Data entries -
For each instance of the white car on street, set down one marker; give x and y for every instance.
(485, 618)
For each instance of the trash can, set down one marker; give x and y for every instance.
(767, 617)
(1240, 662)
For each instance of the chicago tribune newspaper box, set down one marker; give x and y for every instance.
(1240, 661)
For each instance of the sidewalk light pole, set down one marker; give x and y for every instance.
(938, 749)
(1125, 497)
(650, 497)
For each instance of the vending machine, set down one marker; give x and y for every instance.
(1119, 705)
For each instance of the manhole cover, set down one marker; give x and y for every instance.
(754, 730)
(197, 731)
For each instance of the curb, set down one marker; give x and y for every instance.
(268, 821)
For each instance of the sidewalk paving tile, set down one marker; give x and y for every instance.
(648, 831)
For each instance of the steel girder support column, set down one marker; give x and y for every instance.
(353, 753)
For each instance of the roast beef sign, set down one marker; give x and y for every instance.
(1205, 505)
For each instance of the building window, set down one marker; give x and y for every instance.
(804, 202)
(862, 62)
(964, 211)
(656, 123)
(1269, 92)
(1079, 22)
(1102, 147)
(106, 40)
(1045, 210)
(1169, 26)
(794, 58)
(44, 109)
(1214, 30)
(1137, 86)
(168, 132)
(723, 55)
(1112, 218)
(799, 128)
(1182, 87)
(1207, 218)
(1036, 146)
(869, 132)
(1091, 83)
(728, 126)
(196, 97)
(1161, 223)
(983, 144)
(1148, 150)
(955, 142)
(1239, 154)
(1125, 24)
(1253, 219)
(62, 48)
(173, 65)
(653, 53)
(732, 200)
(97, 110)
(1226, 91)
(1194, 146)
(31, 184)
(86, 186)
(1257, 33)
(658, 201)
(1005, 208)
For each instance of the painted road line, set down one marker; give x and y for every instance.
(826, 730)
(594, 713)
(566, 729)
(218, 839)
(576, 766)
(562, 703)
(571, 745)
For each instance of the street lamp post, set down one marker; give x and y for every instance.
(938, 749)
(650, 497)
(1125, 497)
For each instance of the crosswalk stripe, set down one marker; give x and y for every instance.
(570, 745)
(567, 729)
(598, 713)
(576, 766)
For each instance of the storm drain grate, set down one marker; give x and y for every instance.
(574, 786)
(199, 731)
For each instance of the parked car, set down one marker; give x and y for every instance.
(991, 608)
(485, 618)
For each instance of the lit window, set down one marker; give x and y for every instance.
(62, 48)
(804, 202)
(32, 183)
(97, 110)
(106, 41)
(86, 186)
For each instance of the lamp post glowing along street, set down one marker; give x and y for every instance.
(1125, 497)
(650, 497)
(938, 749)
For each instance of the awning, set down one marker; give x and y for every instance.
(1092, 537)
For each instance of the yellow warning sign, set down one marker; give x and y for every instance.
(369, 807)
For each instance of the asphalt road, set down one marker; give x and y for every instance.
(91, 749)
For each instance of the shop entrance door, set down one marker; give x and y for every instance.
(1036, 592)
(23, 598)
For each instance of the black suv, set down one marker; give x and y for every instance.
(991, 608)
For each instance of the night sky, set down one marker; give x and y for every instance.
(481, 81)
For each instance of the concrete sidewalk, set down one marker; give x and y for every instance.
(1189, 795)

Short problem - Edit the entries from the first line through the line with "(1005, 208)", replacing "vending machine" with "ticket machine" and keeping everything else the same.

Answer below -
For each instance of the white car on street, set down one marker; give x and y for every instance.
(485, 618)
For each instance of the trash can, set down one marker; give x and y for every instance.
(767, 617)
(1240, 662)
For each instance of the chicago tribune newspaper box, set down one marker; give x and y for every instance.
(1240, 661)
For each instance of the sidewalk light pole, set down one marker; give x and y for every instance.
(938, 749)
(1125, 497)
(650, 497)
For each instance of the ticket machine, set down one marker; give x and y for every instance.
(1119, 705)
For each instance of the manhole cover, set down one marker; give x and y for every instance.
(754, 730)
(197, 731)
For each instance of the curb, set down one marker; give x and y for every instance.
(268, 821)
For each instance of the sidewalk paving tile, set down one marker; give x and y for every instance.
(648, 831)
For each instance of the steel girder support column, set down one marker; give x and y for every instance.
(353, 753)
For each instance of the roast beef sign, set down one marker; give x and y for every instance.
(1205, 505)
For each instance of the building window, set down one marker; give x and y for every instance.
(804, 202)
(862, 62)
(964, 211)
(656, 123)
(1269, 92)
(1079, 22)
(1102, 147)
(106, 40)
(1045, 210)
(1169, 26)
(794, 58)
(44, 109)
(1214, 30)
(1137, 86)
(168, 132)
(723, 55)
(1112, 218)
(799, 128)
(1182, 87)
(1207, 218)
(1036, 146)
(869, 132)
(1091, 83)
(728, 126)
(196, 97)
(1161, 223)
(983, 144)
(1148, 150)
(955, 142)
(1239, 154)
(1125, 24)
(1253, 219)
(62, 48)
(173, 65)
(653, 53)
(732, 200)
(97, 110)
(1226, 91)
(1194, 146)
(31, 184)
(86, 186)
(1257, 33)
(658, 201)
(1005, 208)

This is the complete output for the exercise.